__Passage for review__
----
NASA flight director

Clifford Eugene Charlesworth (November 29, 1931 – January 28, 1991) was a NASA Flight Director during the Gemini and Apollo programs, including the Apollo 11 Moon landing mission.

==Biography==
Clifford Eugene Charlesworth was born on November 29, 1931, in Red Wing, Minnesota, and grew up in Mississippi. He completed his education at Mississippi College with a bachelor's degree in physics in 1958. After a time as a civil servant with the United States Navy and the Pershing missile program of the United States Army, he joined NASA in 1962. He worked at the Manned Spacecraft Center in Houston, Texas, until 1970. He served as the Flight Director on Gemini 11 and Gemini 12, and as one of the Flight Directors on Apollo 8, the first mission to orbit the Moon; Apollo 11, the first mission to land on the Moon; and Apollo 12, the second Moon landing mission. From 1970 to 1972 he was manager of the Earth observation satellite program. He then worked as Deputy Head of the Payload Section of the Space Shuttle program, as Deputy Director of the Johnson Space Center and as Director of Space Operations before he retired in 1988.

For his services to NASA, Charlesworth was awarded the agency's Exceptional Service Medal in 1969, Outstanding Leadership Medal in 1981 and Distinguished Service Medal in 1982. He was a member of the American Astronautical Society and the American Institute of Aeronautics and Astronautics.

He died from a heart attack on January 28, 1991, at his home in Friendswood, Texas. He was buried in Forest Park East Cemetery in Webster, Texas, with his wife Jewell, who had died in 1988.
----
__Point localization data__

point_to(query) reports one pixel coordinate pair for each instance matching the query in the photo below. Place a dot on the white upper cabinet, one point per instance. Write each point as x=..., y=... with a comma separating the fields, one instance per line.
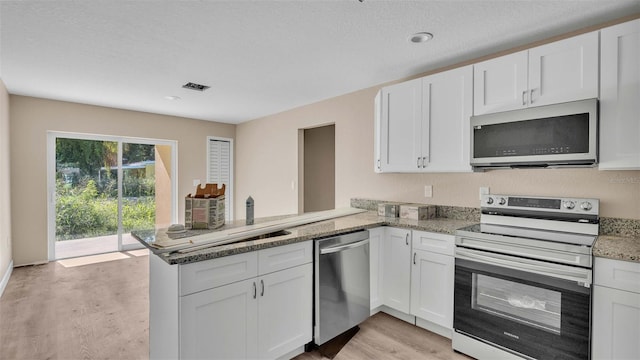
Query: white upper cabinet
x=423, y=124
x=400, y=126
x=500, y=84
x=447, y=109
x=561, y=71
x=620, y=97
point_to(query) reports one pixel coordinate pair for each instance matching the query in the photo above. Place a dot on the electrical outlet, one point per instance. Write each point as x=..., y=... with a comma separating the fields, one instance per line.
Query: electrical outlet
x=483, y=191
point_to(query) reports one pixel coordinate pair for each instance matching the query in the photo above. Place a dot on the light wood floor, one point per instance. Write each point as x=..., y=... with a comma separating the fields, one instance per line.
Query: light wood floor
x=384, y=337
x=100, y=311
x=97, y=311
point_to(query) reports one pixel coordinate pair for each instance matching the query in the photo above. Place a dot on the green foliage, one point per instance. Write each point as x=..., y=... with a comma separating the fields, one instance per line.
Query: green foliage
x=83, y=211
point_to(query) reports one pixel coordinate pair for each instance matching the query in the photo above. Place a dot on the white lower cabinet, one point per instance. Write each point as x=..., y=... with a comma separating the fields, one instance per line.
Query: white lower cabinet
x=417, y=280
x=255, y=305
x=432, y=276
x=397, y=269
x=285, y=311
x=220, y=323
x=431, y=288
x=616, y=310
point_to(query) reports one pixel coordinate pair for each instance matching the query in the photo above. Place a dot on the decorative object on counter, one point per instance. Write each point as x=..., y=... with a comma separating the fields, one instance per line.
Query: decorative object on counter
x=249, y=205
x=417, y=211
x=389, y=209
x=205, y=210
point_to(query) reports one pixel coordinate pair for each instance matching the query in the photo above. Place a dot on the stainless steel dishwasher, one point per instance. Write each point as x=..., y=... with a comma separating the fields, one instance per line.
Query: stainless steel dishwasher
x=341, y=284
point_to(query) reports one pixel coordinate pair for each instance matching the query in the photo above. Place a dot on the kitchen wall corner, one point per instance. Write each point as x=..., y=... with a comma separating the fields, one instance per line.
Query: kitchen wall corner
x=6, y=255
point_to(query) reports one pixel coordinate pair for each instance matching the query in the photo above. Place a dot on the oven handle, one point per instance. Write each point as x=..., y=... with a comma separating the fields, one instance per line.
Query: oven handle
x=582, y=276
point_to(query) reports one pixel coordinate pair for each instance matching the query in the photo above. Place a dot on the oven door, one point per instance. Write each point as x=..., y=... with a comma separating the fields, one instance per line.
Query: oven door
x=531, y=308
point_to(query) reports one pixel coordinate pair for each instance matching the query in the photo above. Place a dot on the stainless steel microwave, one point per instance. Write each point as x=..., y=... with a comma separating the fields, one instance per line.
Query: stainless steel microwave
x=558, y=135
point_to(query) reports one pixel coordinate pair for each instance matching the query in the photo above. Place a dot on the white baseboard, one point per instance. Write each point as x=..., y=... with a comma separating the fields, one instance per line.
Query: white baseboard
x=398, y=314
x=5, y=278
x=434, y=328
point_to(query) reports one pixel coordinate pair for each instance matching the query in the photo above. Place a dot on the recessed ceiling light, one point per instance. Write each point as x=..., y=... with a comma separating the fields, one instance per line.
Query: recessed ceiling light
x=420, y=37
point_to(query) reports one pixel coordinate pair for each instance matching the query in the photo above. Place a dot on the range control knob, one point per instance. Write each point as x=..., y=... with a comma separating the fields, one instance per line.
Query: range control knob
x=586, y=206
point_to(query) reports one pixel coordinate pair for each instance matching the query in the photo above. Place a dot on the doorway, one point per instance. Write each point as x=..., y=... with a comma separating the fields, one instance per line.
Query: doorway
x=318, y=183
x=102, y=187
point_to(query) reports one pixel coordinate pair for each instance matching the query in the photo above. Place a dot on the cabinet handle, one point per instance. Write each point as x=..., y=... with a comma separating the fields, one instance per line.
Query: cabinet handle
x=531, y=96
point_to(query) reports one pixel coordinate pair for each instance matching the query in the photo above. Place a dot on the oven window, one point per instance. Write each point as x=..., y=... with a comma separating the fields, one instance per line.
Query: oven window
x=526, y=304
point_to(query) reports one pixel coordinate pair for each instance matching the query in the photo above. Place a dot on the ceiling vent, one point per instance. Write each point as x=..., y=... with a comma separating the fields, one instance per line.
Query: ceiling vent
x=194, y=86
----
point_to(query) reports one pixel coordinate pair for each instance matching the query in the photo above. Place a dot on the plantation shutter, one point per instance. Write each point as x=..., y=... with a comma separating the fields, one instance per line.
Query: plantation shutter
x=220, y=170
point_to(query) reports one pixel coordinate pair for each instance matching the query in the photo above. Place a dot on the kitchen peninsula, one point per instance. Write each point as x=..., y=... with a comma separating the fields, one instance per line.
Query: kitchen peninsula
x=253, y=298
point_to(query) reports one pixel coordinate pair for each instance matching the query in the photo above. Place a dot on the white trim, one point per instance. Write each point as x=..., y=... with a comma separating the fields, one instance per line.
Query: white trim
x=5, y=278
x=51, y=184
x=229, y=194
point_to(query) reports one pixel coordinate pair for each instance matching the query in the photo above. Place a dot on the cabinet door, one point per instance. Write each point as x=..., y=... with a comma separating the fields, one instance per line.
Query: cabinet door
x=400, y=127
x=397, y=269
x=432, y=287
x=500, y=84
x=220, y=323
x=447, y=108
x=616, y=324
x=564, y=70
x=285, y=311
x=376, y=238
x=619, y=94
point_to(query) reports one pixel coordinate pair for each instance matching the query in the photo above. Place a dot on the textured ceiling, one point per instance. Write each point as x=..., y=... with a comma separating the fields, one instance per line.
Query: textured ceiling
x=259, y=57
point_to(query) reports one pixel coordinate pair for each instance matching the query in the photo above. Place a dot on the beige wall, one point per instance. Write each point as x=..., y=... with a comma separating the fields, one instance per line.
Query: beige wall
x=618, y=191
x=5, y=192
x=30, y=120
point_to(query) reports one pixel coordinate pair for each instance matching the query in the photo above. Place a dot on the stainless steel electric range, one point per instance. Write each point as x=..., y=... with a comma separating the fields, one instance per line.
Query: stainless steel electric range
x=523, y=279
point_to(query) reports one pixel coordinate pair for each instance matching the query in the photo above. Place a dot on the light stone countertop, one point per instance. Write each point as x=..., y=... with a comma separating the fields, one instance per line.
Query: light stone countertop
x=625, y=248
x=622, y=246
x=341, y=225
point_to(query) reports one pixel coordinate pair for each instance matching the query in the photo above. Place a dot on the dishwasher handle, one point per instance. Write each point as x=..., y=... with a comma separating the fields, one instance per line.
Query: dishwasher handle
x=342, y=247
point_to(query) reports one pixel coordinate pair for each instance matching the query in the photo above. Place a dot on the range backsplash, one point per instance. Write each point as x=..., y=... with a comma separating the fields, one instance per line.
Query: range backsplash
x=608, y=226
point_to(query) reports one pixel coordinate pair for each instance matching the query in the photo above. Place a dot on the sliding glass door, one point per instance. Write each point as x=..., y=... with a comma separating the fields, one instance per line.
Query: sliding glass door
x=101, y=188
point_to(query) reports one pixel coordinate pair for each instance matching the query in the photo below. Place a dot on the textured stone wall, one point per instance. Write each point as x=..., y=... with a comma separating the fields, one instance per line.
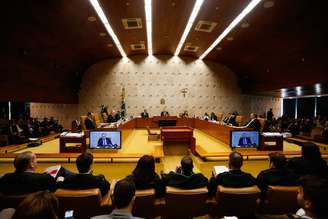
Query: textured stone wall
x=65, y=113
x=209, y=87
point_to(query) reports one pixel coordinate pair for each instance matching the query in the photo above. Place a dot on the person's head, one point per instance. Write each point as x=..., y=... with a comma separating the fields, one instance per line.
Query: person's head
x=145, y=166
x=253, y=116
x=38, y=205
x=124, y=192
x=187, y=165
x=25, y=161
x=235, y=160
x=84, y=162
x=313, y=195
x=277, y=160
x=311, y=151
----
__Exercise set__
1. State whether each statement agrees with the passage on Clifford Charlesworth, answering yes or no and quoting the deciding words: (a) Charlesworth was born in Mississippi. (b) He joined NASA in 1962. (c) He received the Distinguished Service Medal in 1981.
2. Edit the stretch of the passage on Clifford Charlesworth from "For his services" through "died in 1988.", putting "residence" in place of "home".
3. List every mission on which the passage on Clifford Charlesworth says he served as a Flight Director.

__Solutions to the problems__
1.
(a) No: "born on November 29, 1931, in Red Wing, Minnesota"
(b) Yes: "he joined NASA in 1962"
(c) No: "Distinguished Service Medal in 1982"

2.
For his services to NASA, Charlesworth was awarded the agency's Exceptional Service Medal in 1969, Outstanding Leadership Medal in 1981 and Distinguished Service Medal in 1982. He was a member of the American Astronautical Society and the American Institute of Aeronautics and Astronautics.

He died from a heart attack on January 28, 1991, at his residence in Friendswood, Texas. He was buried in Forest Park East Cemetery in Webster, Texas, with his wife Jewell, who had died in 1988.

3.
Gemini 11
Gemini 12
Apollo 8
Apollo 11
Apollo 12